Requirement: Please render the stretch of the records from the line containing "trace the outline of every instance of the rigging" through the end as a JSON list of strings, one string per line, with blank lines left out.
** BEGIN Information given **
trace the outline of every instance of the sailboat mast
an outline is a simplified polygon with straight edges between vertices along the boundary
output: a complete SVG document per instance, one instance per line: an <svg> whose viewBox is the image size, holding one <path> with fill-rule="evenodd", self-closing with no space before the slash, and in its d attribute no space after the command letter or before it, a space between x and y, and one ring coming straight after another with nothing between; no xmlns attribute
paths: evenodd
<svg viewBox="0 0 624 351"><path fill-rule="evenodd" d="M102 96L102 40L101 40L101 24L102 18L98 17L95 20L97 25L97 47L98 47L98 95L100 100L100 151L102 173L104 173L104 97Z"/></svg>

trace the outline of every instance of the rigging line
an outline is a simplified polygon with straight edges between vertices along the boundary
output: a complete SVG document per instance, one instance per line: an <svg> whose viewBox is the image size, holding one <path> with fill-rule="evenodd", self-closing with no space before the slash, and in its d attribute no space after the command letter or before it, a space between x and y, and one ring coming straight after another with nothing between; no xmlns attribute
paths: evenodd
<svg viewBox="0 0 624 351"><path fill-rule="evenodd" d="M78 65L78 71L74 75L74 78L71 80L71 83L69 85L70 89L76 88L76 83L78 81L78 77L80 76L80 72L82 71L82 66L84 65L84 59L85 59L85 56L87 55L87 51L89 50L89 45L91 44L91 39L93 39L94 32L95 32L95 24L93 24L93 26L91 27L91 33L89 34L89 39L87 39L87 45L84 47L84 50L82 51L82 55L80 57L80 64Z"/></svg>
** END Information given **
Answer to this problem:
[
  "trace the outline of every instance of the rigging line",
  "an outline is a simplified polygon with straight edges between vertices along the boundary",
  "output: a complete SVG document per instance, one instance per line: an <svg> whose viewBox is the image size, holding one <path> with fill-rule=\"evenodd\", self-closing with no space before the slash, and in its d attribute no space after the command letter or before it, a space between x and y, and one ring coming straight after another with nothing between; no xmlns attribute",
  "paths: evenodd",
  "<svg viewBox=\"0 0 624 351\"><path fill-rule=\"evenodd\" d=\"M78 65L78 71L74 75L74 78L71 80L71 83L69 85L70 89L76 88L76 83L78 81L78 77L80 76L80 72L82 71L82 66L84 65L84 59L85 59L85 56L87 55L87 51L89 50L89 45L91 44L91 39L93 39L94 32L95 32L95 24L93 24L93 26L91 27L91 33L89 34L89 39L87 39L87 45L84 47L84 50L82 51L82 55L80 57L80 64Z\"/></svg>"
]